### PROBLEM TO SOLVE
Please print exactly the lines running from the one that contains "point: silver medal" to the end of the data, with both lines included.

### RECORDED INFORMATION
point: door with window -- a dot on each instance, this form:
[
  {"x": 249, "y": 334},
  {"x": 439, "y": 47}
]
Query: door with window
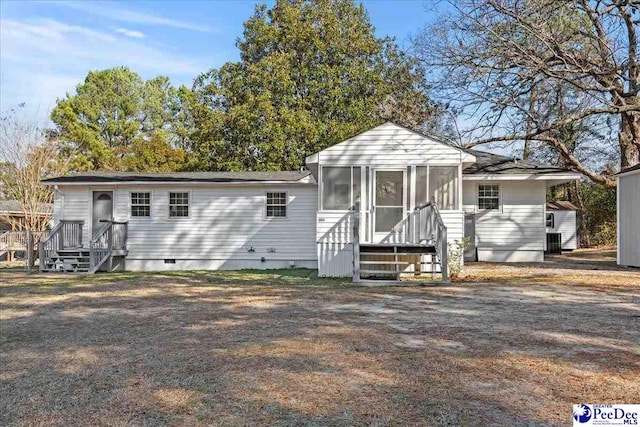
[
  {"x": 102, "y": 210},
  {"x": 389, "y": 187}
]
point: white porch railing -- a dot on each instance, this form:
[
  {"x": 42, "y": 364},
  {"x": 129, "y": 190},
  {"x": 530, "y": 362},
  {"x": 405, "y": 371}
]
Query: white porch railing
[{"x": 422, "y": 226}]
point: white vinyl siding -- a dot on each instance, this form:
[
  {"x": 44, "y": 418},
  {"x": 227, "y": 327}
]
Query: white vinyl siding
[
  {"x": 565, "y": 222},
  {"x": 629, "y": 219},
  {"x": 140, "y": 204},
  {"x": 488, "y": 197},
  {"x": 390, "y": 145},
  {"x": 179, "y": 204},
  {"x": 224, "y": 223},
  {"x": 520, "y": 223},
  {"x": 276, "y": 205}
]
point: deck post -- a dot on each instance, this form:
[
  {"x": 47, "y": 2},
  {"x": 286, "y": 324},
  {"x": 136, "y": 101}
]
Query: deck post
[
  {"x": 444, "y": 265},
  {"x": 41, "y": 256},
  {"x": 29, "y": 244},
  {"x": 356, "y": 243}
]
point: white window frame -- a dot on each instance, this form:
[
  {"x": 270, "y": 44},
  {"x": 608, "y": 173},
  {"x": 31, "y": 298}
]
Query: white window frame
[
  {"x": 428, "y": 167},
  {"x": 131, "y": 205},
  {"x": 351, "y": 198},
  {"x": 189, "y": 204},
  {"x": 286, "y": 205},
  {"x": 553, "y": 220},
  {"x": 499, "y": 209}
]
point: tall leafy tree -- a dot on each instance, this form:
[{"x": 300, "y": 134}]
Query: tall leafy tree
[
  {"x": 311, "y": 73},
  {"x": 112, "y": 114},
  {"x": 564, "y": 75}
]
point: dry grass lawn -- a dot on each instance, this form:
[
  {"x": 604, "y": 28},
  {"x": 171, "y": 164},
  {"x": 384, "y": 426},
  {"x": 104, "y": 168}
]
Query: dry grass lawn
[{"x": 511, "y": 345}]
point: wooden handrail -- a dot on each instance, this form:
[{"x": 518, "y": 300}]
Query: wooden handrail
[
  {"x": 66, "y": 234},
  {"x": 111, "y": 236}
]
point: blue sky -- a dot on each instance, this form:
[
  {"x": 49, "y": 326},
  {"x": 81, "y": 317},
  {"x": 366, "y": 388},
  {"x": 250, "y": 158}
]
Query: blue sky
[{"x": 47, "y": 48}]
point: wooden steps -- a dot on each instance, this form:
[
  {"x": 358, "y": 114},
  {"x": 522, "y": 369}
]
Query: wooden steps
[
  {"x": 386, "y": 264},
  {"x": 70, "y": 260}
]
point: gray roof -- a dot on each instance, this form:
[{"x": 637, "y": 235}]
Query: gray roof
[
  {"x": 497, "y": 164},
  {"x": 219, "y": 177},
  {"x": 493, "y": 163},
  {"x": 14, "y": 206}
]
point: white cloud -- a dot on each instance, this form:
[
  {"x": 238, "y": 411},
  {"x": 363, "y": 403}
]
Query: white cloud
[
  {"x": 44, "y": 59},
  {"x": 130, "y": 33},
  {"x": 108, "y": 11}
]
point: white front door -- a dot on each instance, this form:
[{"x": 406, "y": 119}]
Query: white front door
[{"x": 389, "y": 196}]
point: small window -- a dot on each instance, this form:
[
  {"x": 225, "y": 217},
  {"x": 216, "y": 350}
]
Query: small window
[
  {"x": 489, "y": 197},
  {"x": 140, "y": 204},
  {"x": 336, "y": 188},
  {"x": 550, "y": 220},
  {"x": 178, "y": 205},
  {"x": 276, "y": 205}
]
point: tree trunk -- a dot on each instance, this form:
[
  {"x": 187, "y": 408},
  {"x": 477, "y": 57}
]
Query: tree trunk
[{"x": 629, "y": 139}]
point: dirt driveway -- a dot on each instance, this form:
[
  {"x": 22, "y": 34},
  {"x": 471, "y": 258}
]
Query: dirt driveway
[{"x": 287, "y": 348}]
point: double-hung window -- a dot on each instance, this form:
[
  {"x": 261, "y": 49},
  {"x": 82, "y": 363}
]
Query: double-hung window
[
  {"x": 276, "y": 205},
  {"x": 489, "y": 197},
  {"x": 178, "y": 204},
  {"x": 340, "y": 187},
  {"x": 550, "y": 220},
  {"x": 140, "y": 204}
]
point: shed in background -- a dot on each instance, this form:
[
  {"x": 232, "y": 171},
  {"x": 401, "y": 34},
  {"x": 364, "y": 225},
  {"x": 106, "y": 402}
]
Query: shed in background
[{"x": 629, "y": 216}]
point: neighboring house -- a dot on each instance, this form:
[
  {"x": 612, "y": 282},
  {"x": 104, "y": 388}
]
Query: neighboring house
[
  {"x": 365, "y": 199},
  {"x": 629, "y": 216},
  {"x": 13, "y": 234},
  {"x": 562, "y": 226}
]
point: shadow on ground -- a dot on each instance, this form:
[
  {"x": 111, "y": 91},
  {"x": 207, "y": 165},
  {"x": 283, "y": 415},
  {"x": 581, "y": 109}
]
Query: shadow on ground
[{"x": 288, "y": 348}]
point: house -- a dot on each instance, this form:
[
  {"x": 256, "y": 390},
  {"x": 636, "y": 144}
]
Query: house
[
  {"x": 562, "y": 226},
  {"x": 628, "y": 201},
  {"x": 389, "y": 198}
]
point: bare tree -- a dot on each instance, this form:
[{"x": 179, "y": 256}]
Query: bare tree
[
  {"x": 27, "y": 158},
  {"x": 526, "y": 70}
]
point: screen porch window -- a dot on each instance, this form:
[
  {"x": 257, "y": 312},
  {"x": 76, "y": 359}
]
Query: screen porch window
[
  {"x": 489, "y": 197},
  {"x": 141, "y": 204},
  {"x": 178, "y": 205},
  {"x": 340, "y": 187},
  {"x": 276, "y": 205}
]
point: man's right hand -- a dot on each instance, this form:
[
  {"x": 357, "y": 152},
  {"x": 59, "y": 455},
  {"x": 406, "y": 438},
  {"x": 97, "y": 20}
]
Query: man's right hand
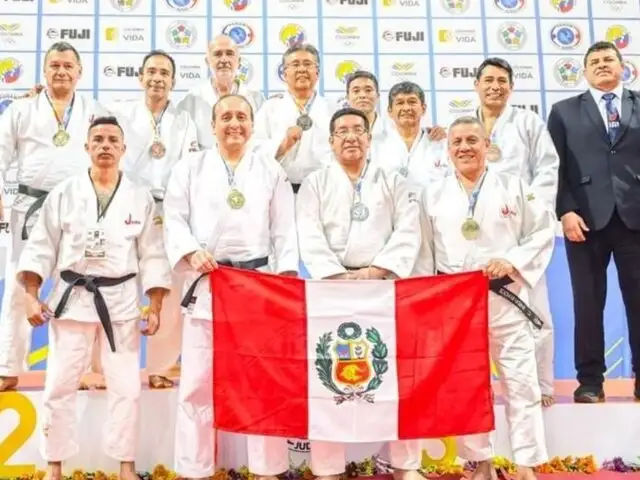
[
  {"x": 37, "y": 312},
  {"x": 202, "y": 261},
  {"x": 574, "y": 227}
]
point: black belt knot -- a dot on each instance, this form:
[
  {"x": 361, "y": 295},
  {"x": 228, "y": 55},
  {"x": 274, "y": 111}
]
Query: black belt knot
[
  {"x": 247, "y": 265},
  {"x": 92, "y": 284},
  {"x": 40, "y": 196}
]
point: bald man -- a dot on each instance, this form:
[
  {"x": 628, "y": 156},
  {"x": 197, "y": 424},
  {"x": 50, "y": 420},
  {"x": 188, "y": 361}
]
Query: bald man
[{"x": 223, "y": 58}]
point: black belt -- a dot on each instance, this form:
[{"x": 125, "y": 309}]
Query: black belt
[
  {"x": 92, "y": 284},
  {"x": 40, "y": 196},
  {"x": 248, "y": 265},
  {"x": 499, "y": 287}
]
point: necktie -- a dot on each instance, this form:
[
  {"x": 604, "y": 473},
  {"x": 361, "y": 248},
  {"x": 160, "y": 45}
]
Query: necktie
[{"x": 613, "y": 116}]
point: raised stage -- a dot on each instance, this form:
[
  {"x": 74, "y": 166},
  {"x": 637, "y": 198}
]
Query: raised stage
[{"x": 607, "y": 430}]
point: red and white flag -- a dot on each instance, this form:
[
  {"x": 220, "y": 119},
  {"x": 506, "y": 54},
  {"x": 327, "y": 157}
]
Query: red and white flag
[{"x": 351, "y": 361}]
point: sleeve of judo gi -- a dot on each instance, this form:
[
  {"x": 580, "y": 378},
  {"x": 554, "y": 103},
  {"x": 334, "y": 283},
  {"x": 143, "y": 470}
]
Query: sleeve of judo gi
[
  {"x": 532, "y": 255},
  {"x": 315, "y": 252},
  {"x": 544, "y": 162},
  {"x": 564, "y": 202},
  {"x": 178, "y": 238},
  {"x": 40, "y": 254},
  {"x": 401, "y": 250},
  {"x": 425, "y": 264},
  {"x": 282, "y": 224},
  {"x": 155, "y": 271}
]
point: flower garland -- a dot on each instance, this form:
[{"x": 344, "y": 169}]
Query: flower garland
[{"x": 376, "y": 466}]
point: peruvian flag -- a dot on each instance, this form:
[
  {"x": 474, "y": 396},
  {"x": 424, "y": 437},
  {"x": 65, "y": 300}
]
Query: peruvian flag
[{"x": 351, "y": 361}]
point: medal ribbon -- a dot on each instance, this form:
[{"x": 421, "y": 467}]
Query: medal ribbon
[
  {"x": 473, "y": 197},
  {"x": 414, "y": 147},
  {"x": 304, "y": 110},
  {"x": 103, "y": 211},
  {"x": 64, "y": 121},
  {"x": 358, "y": 186},
  {"x": 155, "y": 124}
]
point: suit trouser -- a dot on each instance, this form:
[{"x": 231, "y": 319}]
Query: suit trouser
[
  {"x": 163, "y": 348},
  {"x": 195, "y": 446},
  {"x": 512, "y": 346},
  {"x": 15, "y": 331},
  {"x": 588, "y": 262},
  {"x": 70, "y": 344},
  {"x": 328, "y": 458},
  {"x": 544, "y": 338}
]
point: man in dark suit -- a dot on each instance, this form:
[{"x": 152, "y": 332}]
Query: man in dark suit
[{"x": 597, "y": 136}]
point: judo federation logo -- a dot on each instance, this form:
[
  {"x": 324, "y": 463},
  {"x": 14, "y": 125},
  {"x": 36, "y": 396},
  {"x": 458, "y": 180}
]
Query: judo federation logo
[{"x": 360, "y": 363}]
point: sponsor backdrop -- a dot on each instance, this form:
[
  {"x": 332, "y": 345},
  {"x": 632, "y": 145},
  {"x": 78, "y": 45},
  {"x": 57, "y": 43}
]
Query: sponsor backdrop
[{"x": 436, "y": 43}]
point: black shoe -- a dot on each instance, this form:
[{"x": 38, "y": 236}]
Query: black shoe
[{"x": 588, "y": 394}]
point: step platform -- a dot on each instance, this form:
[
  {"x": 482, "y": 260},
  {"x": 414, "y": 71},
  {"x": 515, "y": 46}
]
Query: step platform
[{"x": 605, "y": 430}]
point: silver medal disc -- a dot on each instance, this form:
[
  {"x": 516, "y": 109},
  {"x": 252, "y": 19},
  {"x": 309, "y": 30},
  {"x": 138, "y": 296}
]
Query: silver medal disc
[
  {"x": 359, "y": 212},
  {"x": 304, "y": 122}
]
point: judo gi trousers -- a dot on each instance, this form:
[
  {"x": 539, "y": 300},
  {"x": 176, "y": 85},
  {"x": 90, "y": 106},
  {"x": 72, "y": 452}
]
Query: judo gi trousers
[
  {"x": 195, "y": 436},
  {"x": 70, "y": 345},
  {"x": 15, "y": 331},
  {"x": 328, "y": 458},
  {"x": 512, "y": 345},
  {"x": 544, "y": 337}
]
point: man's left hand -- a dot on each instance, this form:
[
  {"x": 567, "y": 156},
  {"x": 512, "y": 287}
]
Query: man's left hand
[
  {"x": 497, "y": 268},
  {"x": 437, "y": 133}
]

### FINAL RESULT
point: silver medal disc -- a dot on each instance, this form:
[
  {"x": 516, "y": 109},
  {"x": 252, "y": 19},
  {"x": 309, "y": 30},
  {"x": 138, "y": 296}
]
Query: silver medal disc
[
  {"x": 359, "y": 212},
  {"x": 304, "y": 122}
]
point: judo gi trousers -- a dot on each instance, this form:
[
  {"x": 539, "y": 300},
  {"x": 176, "y": 85},
  {"x": 90, "y": 106},
  {"x": 72, "y": 452}
]
Query: judo gi trousers
[
  {"x": 195, "y": 436},
  {"x": 70, "y": 345},
  {"x": 15, "y": 331},
  {"x": 328, "y": 458},
  {"x": 512, "y": 345},
  {"x": 544, "y": 337}
]
point: man's left hand -- a dot on each instance, this form:
[
  {"x": 567, "y": 156},
  {"x": 512, "y": 287}
]
Query: man's left hand
[
  {"x": 497, "y": 268},
  {"x": 437, "y": 133}
]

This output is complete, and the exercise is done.